== STORED DATA
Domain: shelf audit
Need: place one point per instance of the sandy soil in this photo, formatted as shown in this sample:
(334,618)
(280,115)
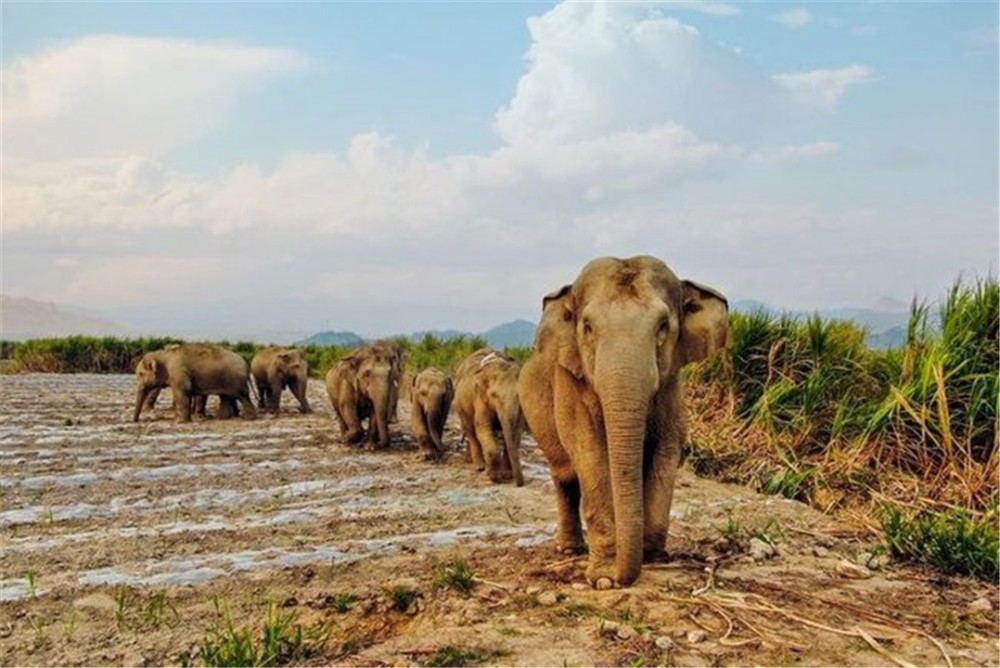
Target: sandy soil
(122,542)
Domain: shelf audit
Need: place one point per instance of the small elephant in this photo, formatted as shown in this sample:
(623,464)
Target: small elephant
(396,353)
(273,370)
(430,400)
(360,387)
(486,400)
(193,370)
(602,396)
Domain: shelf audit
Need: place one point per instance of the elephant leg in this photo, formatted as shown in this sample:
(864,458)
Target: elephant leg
(274,400)
(299,392)
(182,403)
(351,430)
(569,539)
(263,389)
(658,494)
(246,403)
(492,452)
(475,452)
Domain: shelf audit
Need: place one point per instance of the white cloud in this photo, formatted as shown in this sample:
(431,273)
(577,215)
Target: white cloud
(796,18)
(824,86)
(115,94)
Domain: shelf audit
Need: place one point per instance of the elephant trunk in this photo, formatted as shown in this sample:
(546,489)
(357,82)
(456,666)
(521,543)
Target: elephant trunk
(625,394)
(140,400)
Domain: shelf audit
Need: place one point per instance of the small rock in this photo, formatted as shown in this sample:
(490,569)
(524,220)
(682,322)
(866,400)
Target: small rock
(981,605)
(851,570)
(696,636)
(761,550)
(548,598)
(608,628)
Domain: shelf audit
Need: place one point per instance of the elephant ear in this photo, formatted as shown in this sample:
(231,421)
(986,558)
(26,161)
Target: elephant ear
(705,326)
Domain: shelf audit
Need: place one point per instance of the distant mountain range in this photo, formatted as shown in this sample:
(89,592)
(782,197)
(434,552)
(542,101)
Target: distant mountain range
(22,319)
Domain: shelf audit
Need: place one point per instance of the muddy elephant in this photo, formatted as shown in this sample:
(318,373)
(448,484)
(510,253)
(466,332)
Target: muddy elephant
(431,394)
(193,370)
(486,401)
(396,353)
(273,370)
(602,396)
(360,387)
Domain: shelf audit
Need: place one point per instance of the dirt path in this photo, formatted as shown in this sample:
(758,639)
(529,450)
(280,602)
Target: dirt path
(135,536)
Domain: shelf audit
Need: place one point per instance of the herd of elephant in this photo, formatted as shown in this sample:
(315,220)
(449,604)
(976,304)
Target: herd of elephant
(601,394)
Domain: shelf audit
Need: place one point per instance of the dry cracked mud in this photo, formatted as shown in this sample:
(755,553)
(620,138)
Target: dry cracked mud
(121,542)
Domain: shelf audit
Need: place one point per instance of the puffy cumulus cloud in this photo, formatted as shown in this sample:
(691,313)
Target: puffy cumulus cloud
(598,68)
(824,87)
(115,94)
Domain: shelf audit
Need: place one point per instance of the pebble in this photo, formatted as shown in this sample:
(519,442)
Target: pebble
(548,598)
(696,636)
(851,570)
(761,550)
(981,605)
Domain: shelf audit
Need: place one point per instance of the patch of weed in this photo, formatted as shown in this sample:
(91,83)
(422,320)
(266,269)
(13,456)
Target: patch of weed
(455,574)
(454,655)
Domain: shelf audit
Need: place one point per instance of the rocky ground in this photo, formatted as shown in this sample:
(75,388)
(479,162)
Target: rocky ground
(145,544)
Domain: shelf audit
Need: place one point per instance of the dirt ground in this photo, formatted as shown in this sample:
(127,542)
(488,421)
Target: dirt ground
(125,544)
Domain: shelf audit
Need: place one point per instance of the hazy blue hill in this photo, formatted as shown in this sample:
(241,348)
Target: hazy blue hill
(332,339)
(515,333)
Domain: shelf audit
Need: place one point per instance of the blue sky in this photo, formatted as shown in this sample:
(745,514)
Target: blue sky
(385,167)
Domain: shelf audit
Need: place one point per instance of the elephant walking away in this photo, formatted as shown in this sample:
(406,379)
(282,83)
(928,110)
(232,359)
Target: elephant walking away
(431,395)
(191,370)
(486,402)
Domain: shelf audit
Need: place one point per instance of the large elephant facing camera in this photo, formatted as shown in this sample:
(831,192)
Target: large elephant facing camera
(602,396)
(193,370)
(362,386)
(273,370)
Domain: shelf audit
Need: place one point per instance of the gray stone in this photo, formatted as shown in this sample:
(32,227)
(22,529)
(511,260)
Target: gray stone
(761,550)
(696,636)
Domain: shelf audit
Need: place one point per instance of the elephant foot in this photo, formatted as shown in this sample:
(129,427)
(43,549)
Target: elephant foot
(601,575)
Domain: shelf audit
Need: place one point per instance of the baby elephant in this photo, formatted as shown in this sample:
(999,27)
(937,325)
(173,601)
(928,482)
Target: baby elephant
(273,370)
(191,370)
(430,400)
(486,400)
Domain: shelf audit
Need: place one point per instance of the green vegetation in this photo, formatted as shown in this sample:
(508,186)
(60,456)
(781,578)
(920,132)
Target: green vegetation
(88,354)
(282,640)
(951,541)
(453,655)
(455,574)
(824,419)
(401,596)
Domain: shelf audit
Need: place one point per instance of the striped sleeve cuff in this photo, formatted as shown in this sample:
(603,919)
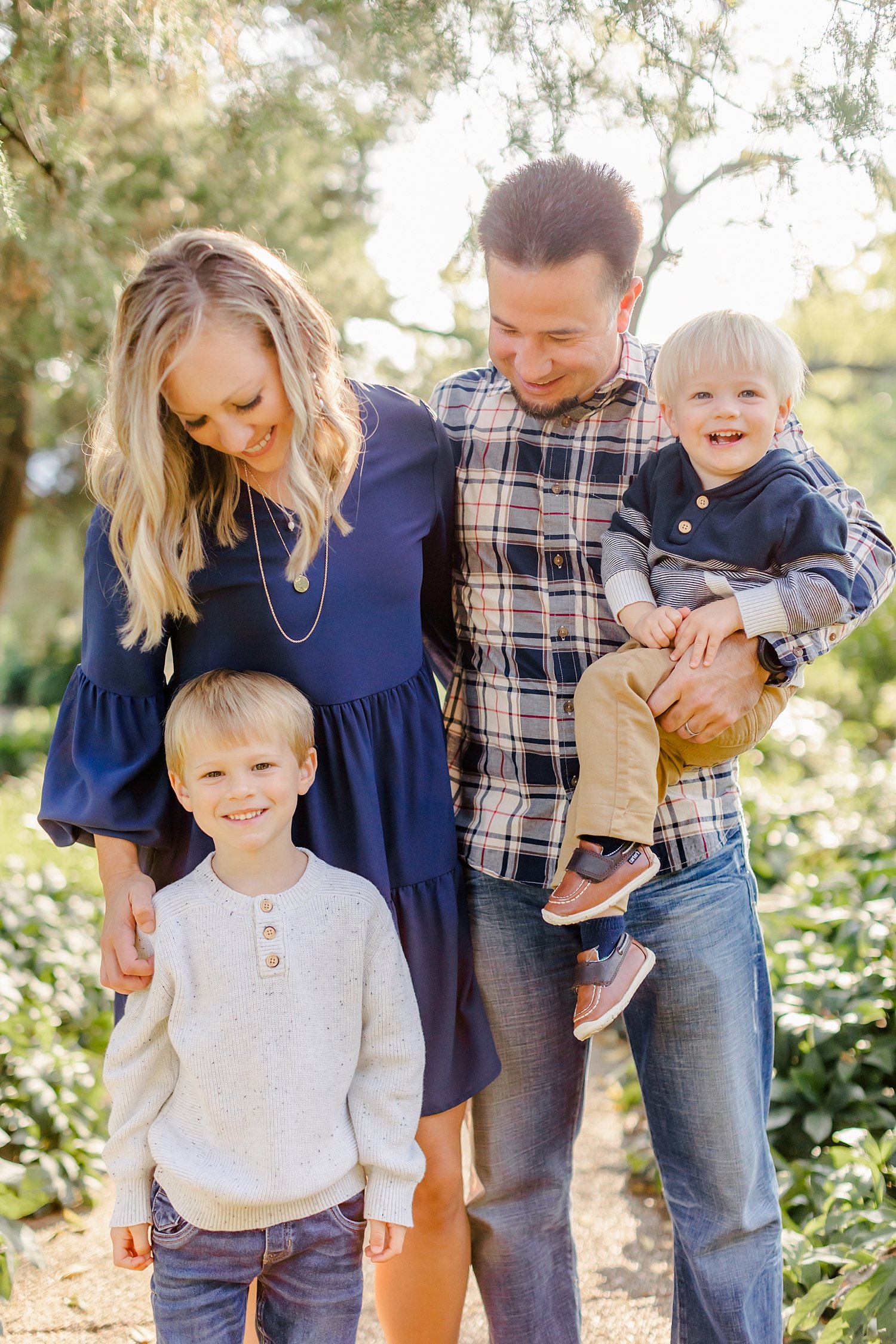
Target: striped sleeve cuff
(762,610)
(627,588)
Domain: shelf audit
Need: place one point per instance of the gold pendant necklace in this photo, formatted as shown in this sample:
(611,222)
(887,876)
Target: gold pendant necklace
(301,579)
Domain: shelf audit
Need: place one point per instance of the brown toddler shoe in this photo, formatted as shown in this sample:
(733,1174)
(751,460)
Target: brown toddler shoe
(603,988)
(596,882)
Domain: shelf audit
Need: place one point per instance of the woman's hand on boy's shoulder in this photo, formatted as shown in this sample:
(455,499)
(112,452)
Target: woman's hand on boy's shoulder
(386,1241)
(131,1246)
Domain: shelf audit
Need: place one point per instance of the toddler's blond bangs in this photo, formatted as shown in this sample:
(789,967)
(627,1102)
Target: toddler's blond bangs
(726,339)
(233,707)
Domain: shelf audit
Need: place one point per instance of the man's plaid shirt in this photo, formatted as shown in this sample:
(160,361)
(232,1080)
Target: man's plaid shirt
(533,501)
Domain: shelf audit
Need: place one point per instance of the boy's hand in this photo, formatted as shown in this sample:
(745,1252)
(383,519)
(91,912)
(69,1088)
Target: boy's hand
(656,630)
(131,1246)
(704,630)
(386,1241)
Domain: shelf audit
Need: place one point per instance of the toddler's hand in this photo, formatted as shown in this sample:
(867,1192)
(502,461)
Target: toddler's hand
(386,1241)
(704,631)
(131,1246)
(657,628)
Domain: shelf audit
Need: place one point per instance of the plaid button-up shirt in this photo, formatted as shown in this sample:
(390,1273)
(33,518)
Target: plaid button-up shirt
(533,501)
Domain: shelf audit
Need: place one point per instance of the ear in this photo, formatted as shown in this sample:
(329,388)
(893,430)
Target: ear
(180,791)
(306,772)
(627,304)
(670,417)
(784,412)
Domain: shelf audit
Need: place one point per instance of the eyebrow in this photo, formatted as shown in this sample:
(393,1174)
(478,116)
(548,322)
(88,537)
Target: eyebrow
(555,331)
(229,401)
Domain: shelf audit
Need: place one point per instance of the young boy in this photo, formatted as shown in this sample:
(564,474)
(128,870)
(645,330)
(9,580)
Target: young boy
(718,533)
(266,1088)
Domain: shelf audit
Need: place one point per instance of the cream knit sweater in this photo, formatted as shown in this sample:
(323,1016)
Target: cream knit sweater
(274,1066)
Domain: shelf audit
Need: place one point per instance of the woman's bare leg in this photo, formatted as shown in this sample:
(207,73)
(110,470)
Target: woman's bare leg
(419,1296)
(250,1336)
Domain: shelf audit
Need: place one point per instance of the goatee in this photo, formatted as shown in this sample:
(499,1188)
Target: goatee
(541,412)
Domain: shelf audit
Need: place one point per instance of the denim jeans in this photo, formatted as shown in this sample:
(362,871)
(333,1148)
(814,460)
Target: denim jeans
(309,1278)
(702,1036)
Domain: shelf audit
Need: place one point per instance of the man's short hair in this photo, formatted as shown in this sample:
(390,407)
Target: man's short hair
(726,339)
(555,210)
(233,707)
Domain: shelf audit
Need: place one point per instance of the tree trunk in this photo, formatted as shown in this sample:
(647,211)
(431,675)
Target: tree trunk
(14,458)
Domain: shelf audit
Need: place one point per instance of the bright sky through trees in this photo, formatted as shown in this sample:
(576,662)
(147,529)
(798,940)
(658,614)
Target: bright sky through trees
(429,186)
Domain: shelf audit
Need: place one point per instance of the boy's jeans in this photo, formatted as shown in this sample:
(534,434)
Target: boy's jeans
(702,1036)
(309,1278)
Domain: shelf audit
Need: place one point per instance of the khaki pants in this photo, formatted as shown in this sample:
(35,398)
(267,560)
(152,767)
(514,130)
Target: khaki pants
(627,761)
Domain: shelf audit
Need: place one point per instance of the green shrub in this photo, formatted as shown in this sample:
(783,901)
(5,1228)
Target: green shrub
(54,1020)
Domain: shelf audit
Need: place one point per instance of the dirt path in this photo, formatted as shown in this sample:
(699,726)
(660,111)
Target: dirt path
(624,1249)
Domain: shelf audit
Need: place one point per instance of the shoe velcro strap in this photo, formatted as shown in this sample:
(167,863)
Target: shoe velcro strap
(596,867)
(602,972)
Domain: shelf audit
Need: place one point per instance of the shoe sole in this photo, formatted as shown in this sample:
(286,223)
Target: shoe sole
(581,916)
(591,1029)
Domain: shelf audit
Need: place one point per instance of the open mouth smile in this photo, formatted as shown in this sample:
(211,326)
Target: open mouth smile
(261,445)
(725,437)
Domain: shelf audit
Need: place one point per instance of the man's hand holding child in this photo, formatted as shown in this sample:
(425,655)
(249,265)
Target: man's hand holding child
(386,1241)
(131,1246)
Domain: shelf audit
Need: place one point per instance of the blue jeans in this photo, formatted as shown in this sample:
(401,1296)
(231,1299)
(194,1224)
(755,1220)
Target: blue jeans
(702,1036)
(309,1278)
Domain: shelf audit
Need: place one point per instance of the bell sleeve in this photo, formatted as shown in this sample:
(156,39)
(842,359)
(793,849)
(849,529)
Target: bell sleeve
(106,766)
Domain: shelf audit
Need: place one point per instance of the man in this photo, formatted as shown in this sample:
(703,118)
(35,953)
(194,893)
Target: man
(547,438)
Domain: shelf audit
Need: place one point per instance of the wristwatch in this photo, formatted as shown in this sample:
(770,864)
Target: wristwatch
(771,663)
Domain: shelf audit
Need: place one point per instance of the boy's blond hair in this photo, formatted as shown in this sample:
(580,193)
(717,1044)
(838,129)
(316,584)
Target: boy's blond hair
(235,706)
(726,339)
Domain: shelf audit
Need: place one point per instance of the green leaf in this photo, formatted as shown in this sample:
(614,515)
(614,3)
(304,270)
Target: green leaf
(809,1308)
(818,1125)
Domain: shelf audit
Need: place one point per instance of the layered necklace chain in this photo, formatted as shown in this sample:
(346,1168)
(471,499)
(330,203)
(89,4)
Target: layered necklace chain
(301,584)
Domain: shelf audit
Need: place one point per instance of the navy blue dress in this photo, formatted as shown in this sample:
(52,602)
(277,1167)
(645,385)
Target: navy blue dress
(382,802)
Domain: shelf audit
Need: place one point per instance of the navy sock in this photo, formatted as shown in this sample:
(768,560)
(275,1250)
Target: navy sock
(607,843)
(603,934)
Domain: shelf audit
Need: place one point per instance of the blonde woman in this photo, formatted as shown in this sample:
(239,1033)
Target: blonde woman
(257,511)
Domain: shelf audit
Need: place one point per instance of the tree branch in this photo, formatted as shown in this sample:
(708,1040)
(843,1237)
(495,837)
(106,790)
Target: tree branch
(22,140)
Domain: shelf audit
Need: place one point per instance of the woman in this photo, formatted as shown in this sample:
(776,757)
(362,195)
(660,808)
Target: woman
(258,511)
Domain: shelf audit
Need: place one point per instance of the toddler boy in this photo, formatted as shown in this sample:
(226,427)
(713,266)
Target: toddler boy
(718,533)
(266,1087)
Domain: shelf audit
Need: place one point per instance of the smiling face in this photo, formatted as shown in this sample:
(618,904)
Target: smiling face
(228,391)
(555,332)
(726,421)
(244,794)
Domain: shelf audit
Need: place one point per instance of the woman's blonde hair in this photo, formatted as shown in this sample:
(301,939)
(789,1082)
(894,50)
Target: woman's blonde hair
(233,707)
(727,339)
(159,486)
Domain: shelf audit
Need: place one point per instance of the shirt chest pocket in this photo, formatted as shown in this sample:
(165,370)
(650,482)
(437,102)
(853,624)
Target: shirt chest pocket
(591,508)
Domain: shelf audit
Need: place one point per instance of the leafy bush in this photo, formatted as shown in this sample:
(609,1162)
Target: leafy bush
(54,1020)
====
§ TASK REQUIREMENTS
Return every line of the items above that contains the word "puffy", copying each line in full.

§ FINAL ANSWER
Need: place one point per instance of the puffy cumulus cloud in this photo, formatted as shown in this sample:
Target: puffy cumulus cloud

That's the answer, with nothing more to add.